** START DATA SHOWN **

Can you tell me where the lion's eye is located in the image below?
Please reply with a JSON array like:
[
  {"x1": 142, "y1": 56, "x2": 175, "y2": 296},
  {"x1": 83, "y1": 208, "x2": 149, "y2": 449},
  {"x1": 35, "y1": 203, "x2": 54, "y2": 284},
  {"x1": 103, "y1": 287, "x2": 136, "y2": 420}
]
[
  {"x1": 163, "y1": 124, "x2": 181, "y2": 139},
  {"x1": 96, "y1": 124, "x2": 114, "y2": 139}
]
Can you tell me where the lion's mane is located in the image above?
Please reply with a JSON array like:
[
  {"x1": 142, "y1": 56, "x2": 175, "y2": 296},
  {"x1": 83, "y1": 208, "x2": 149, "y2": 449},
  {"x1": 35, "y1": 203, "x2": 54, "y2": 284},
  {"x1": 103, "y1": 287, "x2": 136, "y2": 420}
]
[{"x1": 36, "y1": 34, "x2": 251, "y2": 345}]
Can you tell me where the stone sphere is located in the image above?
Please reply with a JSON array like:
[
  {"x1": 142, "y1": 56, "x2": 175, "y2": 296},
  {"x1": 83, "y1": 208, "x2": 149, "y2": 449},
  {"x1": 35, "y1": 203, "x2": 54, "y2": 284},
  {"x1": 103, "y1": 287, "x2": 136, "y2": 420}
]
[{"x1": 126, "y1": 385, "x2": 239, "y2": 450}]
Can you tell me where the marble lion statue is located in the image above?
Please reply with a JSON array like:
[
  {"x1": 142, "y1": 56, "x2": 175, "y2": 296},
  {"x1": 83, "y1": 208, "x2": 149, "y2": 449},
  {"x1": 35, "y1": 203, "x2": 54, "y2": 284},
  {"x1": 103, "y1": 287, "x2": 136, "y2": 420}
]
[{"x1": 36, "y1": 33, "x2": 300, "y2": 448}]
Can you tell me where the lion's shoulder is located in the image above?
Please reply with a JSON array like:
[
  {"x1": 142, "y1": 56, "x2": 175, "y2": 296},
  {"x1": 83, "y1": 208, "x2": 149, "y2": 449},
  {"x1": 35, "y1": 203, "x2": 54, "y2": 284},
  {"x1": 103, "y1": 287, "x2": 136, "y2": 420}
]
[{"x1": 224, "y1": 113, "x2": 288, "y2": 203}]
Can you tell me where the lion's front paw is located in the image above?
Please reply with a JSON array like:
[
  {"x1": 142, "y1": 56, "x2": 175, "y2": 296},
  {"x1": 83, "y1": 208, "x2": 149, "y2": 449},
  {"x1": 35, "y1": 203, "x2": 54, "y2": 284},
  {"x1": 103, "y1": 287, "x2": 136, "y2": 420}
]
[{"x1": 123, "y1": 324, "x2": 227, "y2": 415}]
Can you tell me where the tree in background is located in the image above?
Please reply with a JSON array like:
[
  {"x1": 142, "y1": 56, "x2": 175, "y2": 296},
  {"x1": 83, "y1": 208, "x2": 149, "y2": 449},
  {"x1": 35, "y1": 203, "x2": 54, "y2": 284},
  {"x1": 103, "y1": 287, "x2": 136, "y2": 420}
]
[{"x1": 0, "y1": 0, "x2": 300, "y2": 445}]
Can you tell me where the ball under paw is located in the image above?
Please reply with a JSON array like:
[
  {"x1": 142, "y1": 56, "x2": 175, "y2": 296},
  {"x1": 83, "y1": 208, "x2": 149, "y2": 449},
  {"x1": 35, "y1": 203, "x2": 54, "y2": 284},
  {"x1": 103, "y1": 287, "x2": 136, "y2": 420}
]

** END DATA SHOWN **

(WRITTEN TASK):
Count the lines in the entries above that contain "tell", with case mattering, and reply with only that number.

(RESULT FOR THIS EXERCISE):
8